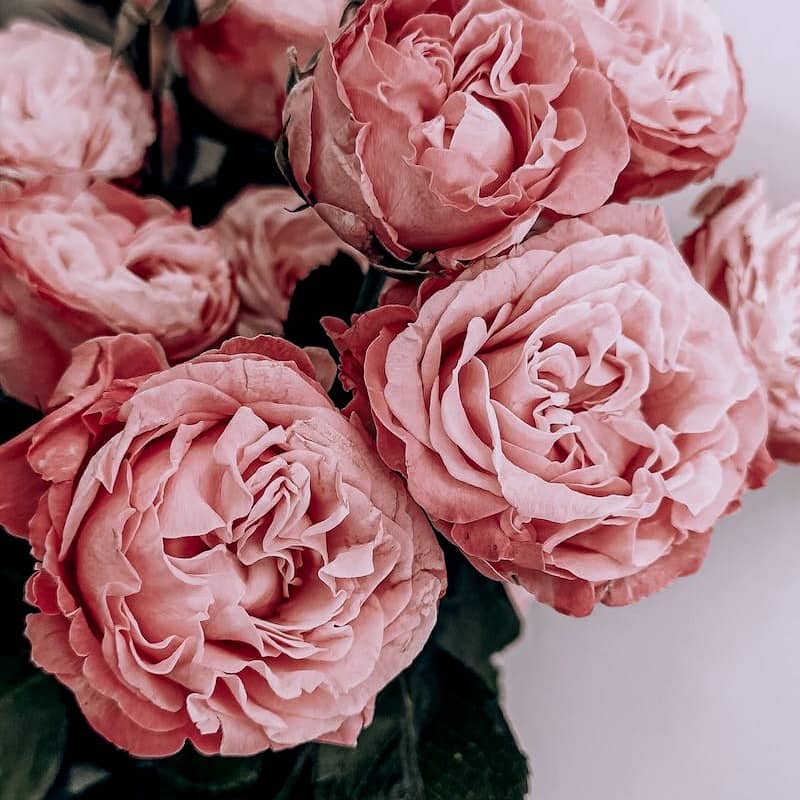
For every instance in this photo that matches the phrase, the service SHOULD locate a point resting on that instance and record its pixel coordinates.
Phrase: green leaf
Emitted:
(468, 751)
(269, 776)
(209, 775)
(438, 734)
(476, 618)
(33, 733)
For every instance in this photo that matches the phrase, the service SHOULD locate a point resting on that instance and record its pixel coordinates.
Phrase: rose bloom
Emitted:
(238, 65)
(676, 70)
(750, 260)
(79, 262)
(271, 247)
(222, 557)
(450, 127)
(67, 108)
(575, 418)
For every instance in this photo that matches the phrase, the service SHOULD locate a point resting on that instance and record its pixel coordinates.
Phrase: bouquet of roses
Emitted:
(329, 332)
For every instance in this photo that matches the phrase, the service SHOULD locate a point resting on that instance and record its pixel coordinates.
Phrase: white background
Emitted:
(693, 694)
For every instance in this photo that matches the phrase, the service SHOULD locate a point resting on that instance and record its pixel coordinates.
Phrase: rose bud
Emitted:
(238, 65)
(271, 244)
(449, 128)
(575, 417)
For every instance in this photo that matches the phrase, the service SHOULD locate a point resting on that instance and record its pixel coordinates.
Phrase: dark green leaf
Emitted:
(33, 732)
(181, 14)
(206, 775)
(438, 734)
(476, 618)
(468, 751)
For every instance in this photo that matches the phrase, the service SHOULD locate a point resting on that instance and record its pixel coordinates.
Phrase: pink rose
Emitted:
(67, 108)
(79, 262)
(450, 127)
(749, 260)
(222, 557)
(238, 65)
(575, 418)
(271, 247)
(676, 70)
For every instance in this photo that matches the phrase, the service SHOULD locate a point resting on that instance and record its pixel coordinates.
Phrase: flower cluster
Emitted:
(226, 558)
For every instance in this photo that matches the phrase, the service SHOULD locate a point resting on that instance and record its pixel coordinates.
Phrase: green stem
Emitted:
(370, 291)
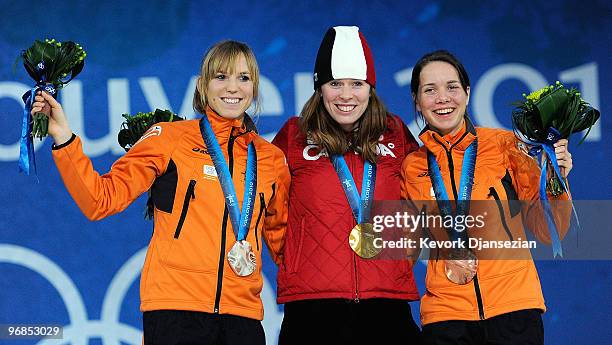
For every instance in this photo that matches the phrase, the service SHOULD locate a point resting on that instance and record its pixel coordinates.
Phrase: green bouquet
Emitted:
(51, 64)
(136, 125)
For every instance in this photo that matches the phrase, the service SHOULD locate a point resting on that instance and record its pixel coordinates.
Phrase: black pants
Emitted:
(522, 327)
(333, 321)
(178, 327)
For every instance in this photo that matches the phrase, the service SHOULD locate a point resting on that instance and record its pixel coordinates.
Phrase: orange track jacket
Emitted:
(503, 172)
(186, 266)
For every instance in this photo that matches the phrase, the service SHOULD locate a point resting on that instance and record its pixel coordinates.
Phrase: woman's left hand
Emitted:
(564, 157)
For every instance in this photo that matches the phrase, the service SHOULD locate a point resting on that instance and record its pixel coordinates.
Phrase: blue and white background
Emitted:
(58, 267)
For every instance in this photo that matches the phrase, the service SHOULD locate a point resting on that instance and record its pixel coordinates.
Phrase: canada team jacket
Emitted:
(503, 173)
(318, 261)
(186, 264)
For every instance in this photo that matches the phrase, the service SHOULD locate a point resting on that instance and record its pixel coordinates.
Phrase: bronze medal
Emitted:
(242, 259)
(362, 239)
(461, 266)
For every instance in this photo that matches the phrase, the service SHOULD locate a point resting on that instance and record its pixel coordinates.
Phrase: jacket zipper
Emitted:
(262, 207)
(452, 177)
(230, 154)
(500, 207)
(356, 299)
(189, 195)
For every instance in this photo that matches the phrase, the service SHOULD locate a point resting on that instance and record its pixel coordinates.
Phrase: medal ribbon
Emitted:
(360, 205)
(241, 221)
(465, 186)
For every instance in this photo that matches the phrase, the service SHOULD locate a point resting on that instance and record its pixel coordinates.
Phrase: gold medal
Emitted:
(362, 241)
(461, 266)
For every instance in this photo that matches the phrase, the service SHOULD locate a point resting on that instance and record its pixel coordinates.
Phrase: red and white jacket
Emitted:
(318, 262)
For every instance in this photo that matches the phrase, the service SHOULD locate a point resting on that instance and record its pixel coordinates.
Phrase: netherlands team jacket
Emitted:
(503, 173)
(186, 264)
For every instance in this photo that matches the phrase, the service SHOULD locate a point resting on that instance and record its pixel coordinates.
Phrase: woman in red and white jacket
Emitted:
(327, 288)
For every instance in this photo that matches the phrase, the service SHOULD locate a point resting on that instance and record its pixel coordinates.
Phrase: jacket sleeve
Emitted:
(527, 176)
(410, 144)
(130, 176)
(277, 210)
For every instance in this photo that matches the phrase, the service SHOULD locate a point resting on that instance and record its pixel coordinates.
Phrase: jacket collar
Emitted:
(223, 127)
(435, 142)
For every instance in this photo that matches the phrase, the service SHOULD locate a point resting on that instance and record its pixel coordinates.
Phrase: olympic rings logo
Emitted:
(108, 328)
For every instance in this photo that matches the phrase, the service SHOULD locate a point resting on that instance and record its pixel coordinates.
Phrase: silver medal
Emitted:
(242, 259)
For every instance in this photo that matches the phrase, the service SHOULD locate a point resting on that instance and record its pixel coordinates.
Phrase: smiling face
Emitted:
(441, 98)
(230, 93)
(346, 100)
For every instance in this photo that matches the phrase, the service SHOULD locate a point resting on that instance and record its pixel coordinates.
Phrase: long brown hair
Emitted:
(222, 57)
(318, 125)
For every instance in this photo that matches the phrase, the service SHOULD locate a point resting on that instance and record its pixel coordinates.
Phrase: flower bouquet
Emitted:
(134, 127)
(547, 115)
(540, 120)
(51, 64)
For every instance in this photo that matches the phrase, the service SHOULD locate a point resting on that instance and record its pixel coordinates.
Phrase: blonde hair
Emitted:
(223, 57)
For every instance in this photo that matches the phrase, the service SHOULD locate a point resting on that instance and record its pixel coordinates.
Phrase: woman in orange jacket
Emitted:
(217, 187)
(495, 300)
* * * *
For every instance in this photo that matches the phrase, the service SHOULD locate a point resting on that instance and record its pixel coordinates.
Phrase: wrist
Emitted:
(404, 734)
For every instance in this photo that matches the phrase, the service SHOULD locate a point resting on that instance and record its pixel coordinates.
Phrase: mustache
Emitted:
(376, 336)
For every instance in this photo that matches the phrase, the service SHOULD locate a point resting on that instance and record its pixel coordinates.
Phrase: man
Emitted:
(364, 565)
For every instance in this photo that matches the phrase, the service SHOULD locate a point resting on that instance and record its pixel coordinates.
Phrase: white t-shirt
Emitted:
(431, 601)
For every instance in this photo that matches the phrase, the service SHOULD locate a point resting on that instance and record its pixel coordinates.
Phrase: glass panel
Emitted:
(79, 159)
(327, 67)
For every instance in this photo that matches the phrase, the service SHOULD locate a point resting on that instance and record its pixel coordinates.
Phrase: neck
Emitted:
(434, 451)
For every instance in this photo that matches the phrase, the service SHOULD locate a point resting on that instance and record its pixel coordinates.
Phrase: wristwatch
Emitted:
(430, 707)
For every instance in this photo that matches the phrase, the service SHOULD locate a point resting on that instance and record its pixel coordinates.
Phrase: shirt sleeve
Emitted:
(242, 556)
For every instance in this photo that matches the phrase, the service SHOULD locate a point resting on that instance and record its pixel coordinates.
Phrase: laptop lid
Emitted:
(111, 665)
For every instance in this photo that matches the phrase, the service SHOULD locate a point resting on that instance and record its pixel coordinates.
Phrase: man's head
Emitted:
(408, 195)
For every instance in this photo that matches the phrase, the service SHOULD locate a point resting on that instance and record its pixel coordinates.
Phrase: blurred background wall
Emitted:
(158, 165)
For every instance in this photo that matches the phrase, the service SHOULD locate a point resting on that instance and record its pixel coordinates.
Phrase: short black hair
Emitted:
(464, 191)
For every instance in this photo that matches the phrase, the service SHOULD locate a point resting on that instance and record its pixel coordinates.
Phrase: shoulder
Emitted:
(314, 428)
* * * *
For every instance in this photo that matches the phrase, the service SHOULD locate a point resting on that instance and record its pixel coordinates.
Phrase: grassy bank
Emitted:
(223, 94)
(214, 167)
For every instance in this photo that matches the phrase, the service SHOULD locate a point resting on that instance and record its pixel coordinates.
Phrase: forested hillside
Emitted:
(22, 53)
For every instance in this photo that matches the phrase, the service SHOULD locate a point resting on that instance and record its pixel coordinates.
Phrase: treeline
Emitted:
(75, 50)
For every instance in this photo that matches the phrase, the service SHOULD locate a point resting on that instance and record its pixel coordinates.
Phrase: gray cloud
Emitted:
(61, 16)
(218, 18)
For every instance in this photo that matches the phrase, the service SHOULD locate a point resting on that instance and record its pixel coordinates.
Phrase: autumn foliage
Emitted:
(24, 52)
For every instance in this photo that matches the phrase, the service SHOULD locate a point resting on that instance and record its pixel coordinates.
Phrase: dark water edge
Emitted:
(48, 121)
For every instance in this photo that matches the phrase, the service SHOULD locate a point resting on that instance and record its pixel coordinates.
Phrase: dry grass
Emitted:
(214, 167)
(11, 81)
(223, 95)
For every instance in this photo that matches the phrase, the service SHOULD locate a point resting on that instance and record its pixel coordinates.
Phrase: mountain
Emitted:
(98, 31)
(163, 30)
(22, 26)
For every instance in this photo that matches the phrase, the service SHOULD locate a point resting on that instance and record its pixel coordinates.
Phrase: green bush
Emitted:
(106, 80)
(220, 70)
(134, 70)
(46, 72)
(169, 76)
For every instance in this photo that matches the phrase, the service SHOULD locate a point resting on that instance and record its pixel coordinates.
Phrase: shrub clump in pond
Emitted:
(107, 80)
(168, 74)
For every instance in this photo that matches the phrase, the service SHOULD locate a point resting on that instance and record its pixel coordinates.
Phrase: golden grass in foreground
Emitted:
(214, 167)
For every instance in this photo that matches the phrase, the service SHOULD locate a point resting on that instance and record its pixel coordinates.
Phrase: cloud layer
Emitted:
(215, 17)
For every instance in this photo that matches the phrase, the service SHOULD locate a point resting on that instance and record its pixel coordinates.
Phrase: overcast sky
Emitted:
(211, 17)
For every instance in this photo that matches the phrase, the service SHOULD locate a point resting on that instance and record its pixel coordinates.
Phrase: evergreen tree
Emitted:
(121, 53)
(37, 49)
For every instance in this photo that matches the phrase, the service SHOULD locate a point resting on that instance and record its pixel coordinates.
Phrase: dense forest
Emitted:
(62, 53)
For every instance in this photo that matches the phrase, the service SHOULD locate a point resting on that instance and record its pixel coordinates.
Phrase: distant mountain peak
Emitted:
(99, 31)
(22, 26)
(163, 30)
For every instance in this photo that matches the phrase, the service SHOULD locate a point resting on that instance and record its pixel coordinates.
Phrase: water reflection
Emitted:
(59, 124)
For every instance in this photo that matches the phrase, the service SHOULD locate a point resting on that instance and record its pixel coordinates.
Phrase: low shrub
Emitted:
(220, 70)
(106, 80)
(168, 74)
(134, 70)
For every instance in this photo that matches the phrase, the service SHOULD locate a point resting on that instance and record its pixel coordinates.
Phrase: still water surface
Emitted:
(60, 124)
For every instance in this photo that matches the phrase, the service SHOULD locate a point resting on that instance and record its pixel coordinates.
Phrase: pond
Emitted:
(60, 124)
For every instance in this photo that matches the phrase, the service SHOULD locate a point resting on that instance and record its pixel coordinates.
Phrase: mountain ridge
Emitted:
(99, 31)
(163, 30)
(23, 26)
* * * *
Which lines in the records above contain the string "cloud"? Report each of them in full.

▶ [Answer below]:
Phrase: gray cloud
Phrase: cloud layer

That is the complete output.